*La crise en Ukraine*, Margaux Schmit

Par Margaux SCHMIT, le 10 novembre 2015, diploweb

Margaux Schmit est étudiante en Sciences Politiques à Paris II Panthéon Assas après l’obtention d’une Licence de Droit franco-allemand de l’université du même nom.

Alors que la Russie fait tout pour faire passer l’Ukraine au deuxième plan - en intervenant militairement en Syrie - il importe de ne pas perdre de vue ce conflit qui reste majeur pour l’Europe. Cette fiche présente la naissance du conflit, les parties directes au conflit et les acteurs extérieurs. Puis elle ouvre sur les perspectives de résolution. Avec une carte inédite sous deux formats, JPEG et PDF.

LA NAISSANCE DU CONFLIT

A propos de l’embrasement de l’Ukraine à partir de novembre 2013, l’ancien ambassadeur de France à Kiev, Philippe de Suremain, confiait le 5 juin 2014 à l’Institut des Hautes Études de Défense Nationale (IHEDN) : « on n’avait rien vu venir ». [1]


CHRONOLOGIE

21/11/2013
Le gouvernement ukrainien annonce qu’il ne signera pas l’accord d’association avec l’UE. Début des manifestations pro-européennes du mouvement Maïdan qui regroupent notamment 300 000 personnes à Kiev trois jours seulement après ledit refus du gouvernement.

22/02/2014
Le Président V. Ianoukovitch, destitué par le parlement ukrainien, prend la fuite.

--------------------

- [Liste des tâches]
1) Indiquez par oui ou par non si chaque affirmation concorde avec la fiche sur la crise en Ukraine, en citant mot pour mot le passage qui tranche : (a) le gouvernement ukrainien annonce qu'il signera l'accord d'association avec l'UE ; (b) Philippe de Suremain s'est exprimé à l'IHEDN le 5 juin 2014 ; (c) la fiche est accompagnée d'une carte proposée en deux formats.
2) Poursuivez la fiche sur la crise en Ukraine à partir de sa dernière phrase.

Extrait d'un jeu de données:

--------------------

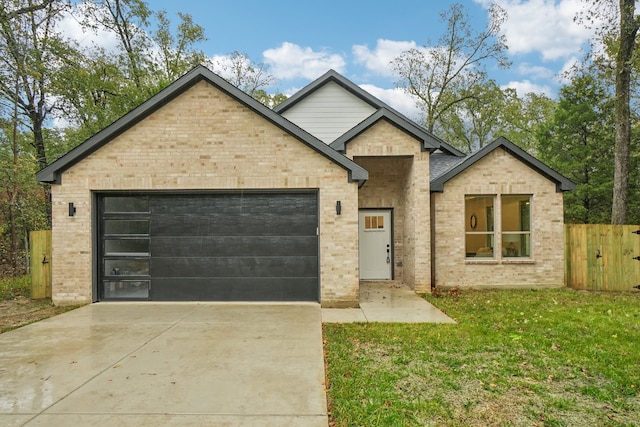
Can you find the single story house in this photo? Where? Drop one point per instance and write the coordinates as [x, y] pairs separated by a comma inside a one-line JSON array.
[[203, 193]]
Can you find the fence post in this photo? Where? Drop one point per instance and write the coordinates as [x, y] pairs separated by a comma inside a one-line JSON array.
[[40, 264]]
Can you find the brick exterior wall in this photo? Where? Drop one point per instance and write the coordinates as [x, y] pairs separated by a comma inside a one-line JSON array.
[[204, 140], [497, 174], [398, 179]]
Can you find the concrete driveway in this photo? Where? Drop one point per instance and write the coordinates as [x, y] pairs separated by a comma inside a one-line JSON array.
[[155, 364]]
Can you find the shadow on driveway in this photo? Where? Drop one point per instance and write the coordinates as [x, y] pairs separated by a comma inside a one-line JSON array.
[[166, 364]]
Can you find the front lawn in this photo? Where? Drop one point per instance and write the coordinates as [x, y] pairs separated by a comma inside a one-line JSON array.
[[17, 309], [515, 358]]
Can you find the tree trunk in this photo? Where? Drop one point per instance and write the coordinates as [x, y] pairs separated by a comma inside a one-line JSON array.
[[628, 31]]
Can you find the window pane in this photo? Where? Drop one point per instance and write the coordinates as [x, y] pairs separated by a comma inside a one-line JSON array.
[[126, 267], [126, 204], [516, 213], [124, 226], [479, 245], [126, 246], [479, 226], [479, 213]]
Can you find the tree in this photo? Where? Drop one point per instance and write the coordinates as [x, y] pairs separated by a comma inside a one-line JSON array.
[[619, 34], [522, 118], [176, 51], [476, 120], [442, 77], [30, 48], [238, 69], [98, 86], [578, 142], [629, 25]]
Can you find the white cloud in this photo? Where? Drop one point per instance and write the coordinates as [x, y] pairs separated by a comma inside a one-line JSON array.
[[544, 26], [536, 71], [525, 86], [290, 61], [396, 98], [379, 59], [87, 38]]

--------------------

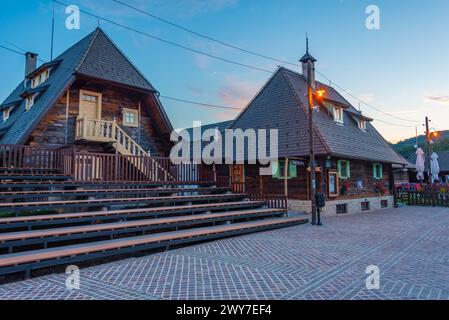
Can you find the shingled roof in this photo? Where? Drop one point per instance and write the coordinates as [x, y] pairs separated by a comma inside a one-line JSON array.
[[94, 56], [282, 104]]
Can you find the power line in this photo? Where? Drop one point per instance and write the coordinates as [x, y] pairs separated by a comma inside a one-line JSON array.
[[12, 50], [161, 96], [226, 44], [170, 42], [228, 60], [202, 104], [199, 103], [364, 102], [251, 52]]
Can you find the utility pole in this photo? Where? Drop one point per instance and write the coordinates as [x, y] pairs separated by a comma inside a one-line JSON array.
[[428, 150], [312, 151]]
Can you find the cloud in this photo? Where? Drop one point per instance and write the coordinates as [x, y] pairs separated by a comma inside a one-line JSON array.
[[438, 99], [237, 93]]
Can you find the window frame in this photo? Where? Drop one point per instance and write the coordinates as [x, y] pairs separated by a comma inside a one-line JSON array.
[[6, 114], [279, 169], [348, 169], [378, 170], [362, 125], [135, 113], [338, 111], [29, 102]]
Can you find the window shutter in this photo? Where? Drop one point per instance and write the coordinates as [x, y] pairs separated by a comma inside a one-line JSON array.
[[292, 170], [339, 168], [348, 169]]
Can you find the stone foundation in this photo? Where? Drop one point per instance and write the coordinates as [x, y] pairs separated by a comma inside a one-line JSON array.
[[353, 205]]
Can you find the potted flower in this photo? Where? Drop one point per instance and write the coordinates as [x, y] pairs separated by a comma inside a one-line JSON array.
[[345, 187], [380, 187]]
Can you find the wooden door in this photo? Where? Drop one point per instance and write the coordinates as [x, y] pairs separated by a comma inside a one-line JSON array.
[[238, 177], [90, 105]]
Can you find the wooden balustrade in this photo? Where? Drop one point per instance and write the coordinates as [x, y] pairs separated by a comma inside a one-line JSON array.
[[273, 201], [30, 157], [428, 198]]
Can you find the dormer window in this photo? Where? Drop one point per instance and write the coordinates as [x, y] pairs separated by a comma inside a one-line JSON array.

--------------------

- [Réponses par tâche]
1)
(a) Non : « Le gouvernement ukrainien annonce qu’il ne signera pas l’accord d’association avec l’UE. »
(b) Oui : « confiait le 5 juin 2014 à l’Institut des Hautes Études de Défense Nationale (IHEDN) »
(c) Oui : « Avec une carte inédite sous deux formats, JPEG et PDF. »

2)
28/02/2014
Début d’une opération des forces spéciales russes pour prendre le contrôle de la Crimée, rattachée à l’Ukraine.

16/03/2014
Selon les chiffres russes, la Crimée se prononce à 97% en faveur du rattachement à la Russie.

1/04/2014
L’OTAN décide de suspendre sa coopération civile et militaire avec la Russie.

27/04/2014
L’Assemblée générale de l’ONU adopte une résolution non contraignante dénonçant le rattachement de la Crimée à la Russie.

12/02/2015
Accords Minsk 2 entre P. Porochenko, F. Hollande et V. Poutine qui réaffirment la souveraineté et l’intégrité territoriale de l’Ukraine sur les Oblasts de Donetsk et Lougansk.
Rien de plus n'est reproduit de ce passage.